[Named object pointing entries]
______________________________
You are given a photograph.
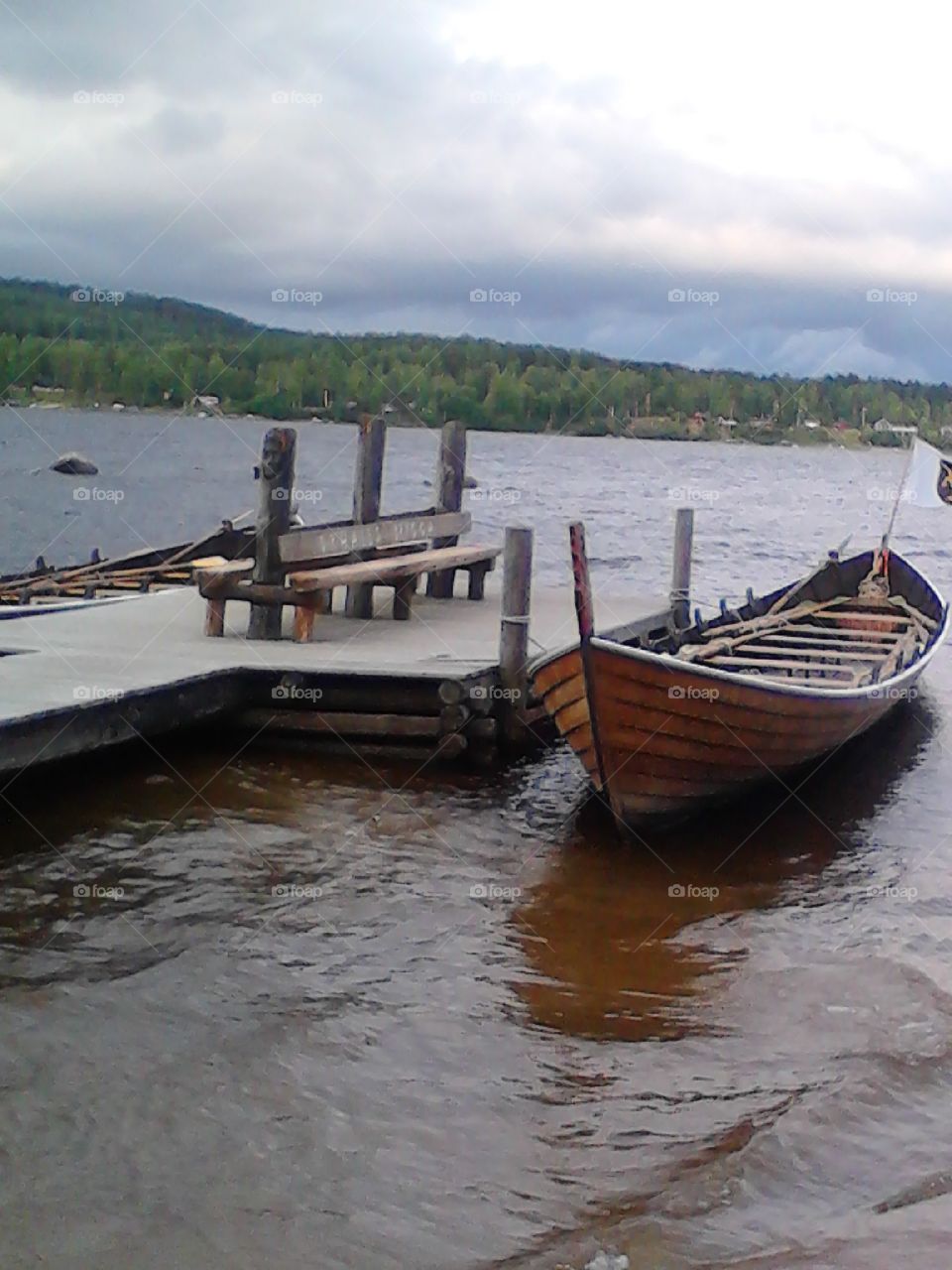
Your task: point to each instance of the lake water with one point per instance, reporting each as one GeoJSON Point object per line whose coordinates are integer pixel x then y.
{"type": "Point", "coordinates": [368, 1067]}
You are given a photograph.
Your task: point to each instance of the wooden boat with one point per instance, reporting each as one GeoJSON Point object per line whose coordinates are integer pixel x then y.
{"type": "Point", "coordinates": [664, 728]}
{"type": "Point", "coordinates": [139, 571]}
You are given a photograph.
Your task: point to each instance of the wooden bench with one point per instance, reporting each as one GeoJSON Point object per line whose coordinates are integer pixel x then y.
{"type": "Point", "coordinates": [311, 590]}
{"type": "Point", "coordinates": [402, 572]}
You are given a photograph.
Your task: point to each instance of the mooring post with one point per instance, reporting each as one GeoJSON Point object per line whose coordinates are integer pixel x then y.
{"type": "Point", "coordinates": [515, 633]}
{"type": "Point", "coordinates": [368, 484]}
{"type": "Point", "coordinates": [451, 476]}
{"type": "Point", "coordinates": [680, 572]}
{"type": "Point", "coordinates": [276, 490]}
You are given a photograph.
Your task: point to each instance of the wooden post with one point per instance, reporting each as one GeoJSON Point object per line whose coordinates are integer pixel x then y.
{"type": "Point", "coordinates": [515, 633]}
{"type": "Point", "coordinates": [276, 488]}
{"type": "Point", "coordinates": [451, 475]}
{"type": "Point", "coordinates": [680, 574]}
{"type": "Point", "coordinates": [368, 484]}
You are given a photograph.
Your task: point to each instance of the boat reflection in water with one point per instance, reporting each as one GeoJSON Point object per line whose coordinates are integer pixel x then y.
{"type": "Point", "coordinates": [601, 930]}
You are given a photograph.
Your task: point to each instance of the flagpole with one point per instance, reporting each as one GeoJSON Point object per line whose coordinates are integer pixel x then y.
{"type": "Point", "coordinates": [885, 543]}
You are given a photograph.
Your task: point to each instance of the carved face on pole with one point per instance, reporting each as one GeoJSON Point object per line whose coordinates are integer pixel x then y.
{"type": "Point", "coordinates": [276, 453]}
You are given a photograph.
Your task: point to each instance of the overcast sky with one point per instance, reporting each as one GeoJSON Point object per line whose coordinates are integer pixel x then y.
{"type": "Point", "coordinates": [772, 164]}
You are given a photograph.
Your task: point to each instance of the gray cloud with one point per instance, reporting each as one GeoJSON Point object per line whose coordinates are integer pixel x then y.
{"type": "Point", "coordinates": [349, 151]}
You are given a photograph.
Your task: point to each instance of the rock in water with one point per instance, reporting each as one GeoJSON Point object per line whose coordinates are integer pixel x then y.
{"type": "Point", "coordinates": [73, 465]}
{"type": "Point", "coordinates": [608, 1261]}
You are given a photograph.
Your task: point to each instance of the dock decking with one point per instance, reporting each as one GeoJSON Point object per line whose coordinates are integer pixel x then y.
{"type": "Point", "coordinates": [77, 679]}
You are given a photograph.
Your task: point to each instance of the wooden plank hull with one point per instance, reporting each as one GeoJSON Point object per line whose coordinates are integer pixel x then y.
{"type": "Point", "coordinates": [661, 737]}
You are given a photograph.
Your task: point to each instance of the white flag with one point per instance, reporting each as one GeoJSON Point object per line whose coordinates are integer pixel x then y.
{"type": "Point", "coordinates": [929, 481]}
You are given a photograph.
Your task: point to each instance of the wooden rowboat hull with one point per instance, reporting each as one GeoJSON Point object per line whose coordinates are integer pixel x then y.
{"type": "Point", "coordinates": [670, 737]}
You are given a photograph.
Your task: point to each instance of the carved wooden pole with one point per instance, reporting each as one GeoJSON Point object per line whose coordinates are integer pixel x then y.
{"type": "Point", "coordinates": [276, 489]}
{"type": "Point", "coordinates": [368, 484]}
{"type": "Point", "coordinates": [451, 475]}
{"type": "Point", "coordinates": [515, 633]}
{"type": "Point", "coordinates": [680, 572]}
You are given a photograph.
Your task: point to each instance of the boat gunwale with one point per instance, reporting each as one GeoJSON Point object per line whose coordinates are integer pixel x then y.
{"type": "Point", "coordinates": [800, 689]}
{"type": "Point", "coordinates": [803, 689]}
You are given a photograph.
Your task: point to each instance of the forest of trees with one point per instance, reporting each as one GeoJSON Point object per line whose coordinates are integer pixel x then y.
{"type": "Point", "coordinates": [148, 352]}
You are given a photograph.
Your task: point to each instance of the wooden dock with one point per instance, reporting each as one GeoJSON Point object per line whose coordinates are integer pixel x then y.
{"type": "Point", "coordinates": [77, 679]}
{"type": "Point", "coordinates": [317, 631]}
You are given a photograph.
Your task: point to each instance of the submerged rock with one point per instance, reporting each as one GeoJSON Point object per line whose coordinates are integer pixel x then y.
{"type": "Point", "coordinates": [73, 465]}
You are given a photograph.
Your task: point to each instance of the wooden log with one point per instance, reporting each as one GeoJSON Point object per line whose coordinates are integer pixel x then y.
{"type": "Point", "coordinates": [303, 624]}
{"type": "Point", "coordinates": [341, 722]}
{"type": "Point", "coordinates": [276, 476]}
{"type": "Point", "coordinates": [368, 483]}
{"type": "Point", "coordinates": [453, 717]}
{"type": "Point", "coordinates": [452, 691]}
{"type": "Point", "coordinates": [404, 593]}
{"type": "Point", "coordinates": [481, 729]}
{"type": "Point", "coordinates": [515, 631]}
{"type": "Point", "coordinates": [477, 579]}
{"type": "Point", "coordinates": [680, 571]}
{"type": "Point", "coordinates": [451, 475]}
{"type": "Point", "coordinates": [214, 617]}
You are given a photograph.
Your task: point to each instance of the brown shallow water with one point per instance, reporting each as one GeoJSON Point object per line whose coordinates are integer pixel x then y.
{"type": "Point", "coordinates": [354, 1016]}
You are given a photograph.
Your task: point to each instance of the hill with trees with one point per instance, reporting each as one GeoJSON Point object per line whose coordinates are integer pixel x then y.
{"type": "Point", "coordinates": [86, 347]}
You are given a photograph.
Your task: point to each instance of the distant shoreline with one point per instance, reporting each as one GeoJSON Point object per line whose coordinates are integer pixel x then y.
{"type": "Point", "coordinates": [660, 430]}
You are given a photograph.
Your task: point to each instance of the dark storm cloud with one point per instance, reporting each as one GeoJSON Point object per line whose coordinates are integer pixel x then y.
{"type": "Point", "coordinates": [347, 151]}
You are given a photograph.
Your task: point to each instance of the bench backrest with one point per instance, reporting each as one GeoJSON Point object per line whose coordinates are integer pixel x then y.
{"type": "Point", "coordinates": [312, 545]}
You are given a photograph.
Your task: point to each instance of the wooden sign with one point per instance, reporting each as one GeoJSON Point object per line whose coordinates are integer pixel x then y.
{"type": "Point", "coordinates": [313, 544]}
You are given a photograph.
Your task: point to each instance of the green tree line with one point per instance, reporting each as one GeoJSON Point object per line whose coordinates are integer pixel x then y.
{"type": "Point", "coordinates": [158, 352]}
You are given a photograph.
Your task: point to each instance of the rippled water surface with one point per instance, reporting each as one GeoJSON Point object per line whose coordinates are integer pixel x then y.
{"type": "Point", "coordinates": [280, 1029]}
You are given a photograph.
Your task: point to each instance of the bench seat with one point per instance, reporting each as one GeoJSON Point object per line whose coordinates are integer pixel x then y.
{"type": "Point", "coordinates": [309, 590]}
______________________________
Objective | Write out all the entries word for word, but skip any images.

Response below |
You are given a photograph.
Your task: point to each instance of the lake water with one point per instance, reporting each as one GeoJSON Point object per line whose coordinates are integer pixel x then y.
{"type": "Point", "coordinates": [368, 1067]}
You are given a photograph.
Your task: point to each instance of the wooden boat with one point per instance, reporting each as one GeoJSON Point object per line whose coordinates are integer pixel x then y.
{"type": "Point", "coordinates": [664, 728]}
{"type": "Point", "coordinates": [139, 571]}
You are given a photograph.
Your task: point to each instance of the wooden bench with one point per instance, reporting each as one GeoJSON Point object per line whose coordinates are integer pixel x then y.
{"type": "Point", "coordinates": [311, 590]}
{"type": "Point", "coordinates": [402, 572]}
You are given a photograph.
Your task: point to each instance of the mooring post with one point per instance, reporting each as one GeoJSON Point object per line whose coordinates are integer pixel x then y.
{"type": "Point", "coordinates": [515, 633]}
{"type": "Point", "coordinates": [368, 484]}
{"type": "Point", "coordinates": [451, 476]}
{"type": "Point", "coordinates": [680, 572]}
{"type": "Point", "coordinates": [276, 490]}
You are given a photograph.
Your task: point to each instance of the wooden post with one point per instance, reporting each as one GeoJSON Point object per line whose coordinates are integer pixel x then y.
{"type": "Point", "coordinates": [515, 633]}
{"type": "Point", "coordinates": [276, 488]}
{"type": "Point", "coordinates": [451, 475]}
{"type": "Point", "coordinates": [680, 574]}
{"type": "Point", "coordinates": [368, 484]}
You are given a photograph.
Your task: point to each instance of the boat reflection in water with one point per instance, reporting each as one GeoJSON Point object per line whose coordinates are integer pixel x then y.
{"type": "Point", "coordinates": [601, 930]}
You are given a photograph.
Your task: point to each instance of the flagpole with one point per instance, reporting each as one GeoJSON Point object per line whose coordinates are integer pixel x then y.
{"type": "Point", "coordinates": [885, 543]}
You are given a photograph.
Your task: point to each instance of the carved face on pole with one point per instance, reporting each as one GeoJSON Point object per line whose coordinates are integer pixel x then y.
{"type": "Point", "coordinates": [276, 453]}
You are given a photograph.
Your task: point to each instance of the overcast sky with one point per instance, reporting each as one GeoJSON Point object per line whose coordinates are integer pixel x then y.
{"type": "Point", "coordinates": [772, 164]}
You are given a photograph.
Your task: point to each instance of the gray cloud with one point per instance, reporting each as one GeoJSON Point object per line whose coordinates are integer pixel x then y.
{"type": "Point", "coordinates": [349, 151]}
You are given a photograph.
Your task: point to each instance of the rock in water with one point per instance, reporting each as one GeoJSON Point object per line whose coordinates are integer pixel x then y.
{"type": "Point", "coordinates": [73, 465]}
{"type": "Point", "coordinates": [608, 1261]}
You are given a photograph.
Your task: point to each instance of the dock decking with one point per instance, reporting each as one GeoJSON Point object per line whose coordinates are integer pixel x then y.
{"type": "Point", "coordinates": [77, 679]}
You are given a photograph.
Your task: point to each instance of the wooden plank hull with one point per instance, reporting each as one GeoJSON Point object per line whose coordinates are integer pixel x then y.
{"type": "Point", "coordinates": [661, 737]}
You are given a photograph.
Your task: point to each instance of the white flag with one point per instance, reporting each as one GeoJSON Point object per line whose coordinates are integer pixel x then y.
{"type": "Point", "coordinates": [929, 481]}
You are given a photograph.
Your task: point to each instance of the wooden rowboat hull with one point per instance, reporting each as one GeoJSON Point object per line whose coordinates are integer pixel x then y.
{"type": "Point", "coordinates": [670, 737]}
You are given a photograph.
Your task: point to each instance of the carved wooden pole with one point per instance, reporting each as one GeoJSON Point object per line whose coordinates are integer pixel x then y.
{"type": "Point", "coordinates": [276, 489]}
{"type": "Point", "coordinates": [368, 484]}
{"type": "Point", "coordinates": [451, 475]}
{"type": "Point", "coordinates": [515, 633]}
{"type": "Point", "coordinates": [680, 572]}
You are given a photograph.
Your task: point to each instance of the boat gunwale with one point per instance, reporting each as one GeoJSON Point object per line whose coordinates are integer pixel x then y.
{"type": "Point", "coordinates": [800, 689]}
{"type": "Point", "coordinates": [803, 689]}
You are given a photograph.
Your task: point to each instance of the forest of trees with one point per instance, reporting each as one GeoJSON Point object per line whose coordinates are integer pixel x then y.
{"type": "Point", "coordinates": [148, 352]}
You are given a photograph.
Your task: point to each instance of the wooden dock with one point per instance, reporting each as one GeoJSON Point object per line whose coordinates are integer pixel x then y.
{"type": "Point", "coordinates": [77, 679]}
{"type": "Point", "coordinates": [317, 631]}
You are given a photograph.
Your task: point to each instance of the submerged rock with one point per instance, reporting each as one GeoJSON Point object per line whose coordinates are integer pixel x then y.
{"type": "Point", "coordinates": [73, 465]}
You are given a photograph.
Your task: point to each instance of the wooden log with one point per instance, reporting each as one GeoJSON Point object per line whose coordinates are integer pixel x then y.
{"type": "Point", "coordinates": [303, 624]}
{"type": "Point", "coordinates": [341, 722]}
{"type": "Point", "coordinates": [276, 476]}
{"type": "Point", "coordinates": [368, 483]}
{"type": "Point", "coordinates": [453, 717]}
{"type": "Point", "coordinates": [452, 691]}
{"type": "Point", "coordinates": [404, 593]}
{"type": "Point", "coordinates": [481, 729]}
{"type": "Point", "coordinates": [515, 631]}
{"type": "Point", "coordinates": [477, 579]}
{"type": "Point", "coordinates": [680, 571]}
{"type": "Point", "coordinates": [451, 475]}
{"type": "Point", "coordinates": [214, 617]}
You are given a photograph.
Your task: point to each instance of the brown shallow water with one point per instance, reporting each as one GeoJSON Point object per line whose coordinates are integer pixel x then y.
{"type": "Point", "coordinates": [354, 1016]}
You are given a photograph.
Your task: point to each instance of the hill with trees with one point per instance, reporting each as one GeoJSON Point object per line whose coordinates are integer pixel x then y.
{"type": "Point", "coordinates": [86, 347]}
You are given a photograph.
Your task: point to each instance of the distant shoreline with one point per instance, reporting each as one GeoJSON Point object per line whose coordinates are integer pixel x then y.
{"type": "Point", "coordinates": [660, 430]}
You are given a photograph.
Your task: point to each instance of the dark storm cloud with one point per instance, reporting each as one GeoJSON Point object per line whose coordinates are integer pixel x then y.
{"type": "Point", "coordinates": [347, 151]}
You are given a photograph.
Your task: point to each instance of the bench backrest with one point per instance, reporting each as one GeoJSON Point object per line whose coordinates are integer pixel x then y.
{"type": "Point", "coordinates": [312, 545]}
You are given a photograph.
Your task: point to each instance of the wooden sign with one point per instance, reporting each as one GeoJSON Point object per line whose coordinates are integer pixel x then y.
{"type": "Point", "coordinates": [313, 544]}
You are given a photograph.
Your task: point to each instance of the green tree line with one point per instance, reporting each as one GeoJSON Point object per line whose coordinates are integer pixel x then y.
{"type": "Point", "coordinates": [158, 352]}
You are given a photograph.
Your task: point to each instance of the rippled water surface with one point per instance, reporting each as one GeoJSON Point object per line whose coordinates are integer pixel x then y.
{"type": "Point", "coordinates": [280, 1029]}
You are given a photograph.
Your task: point to each instance of the bench seat with one point per instance, reporting each as one GeoJSON Point object per line whose coordinates are integer pixel x then y.
{"type": "Point", "coordinates": [309, 590]}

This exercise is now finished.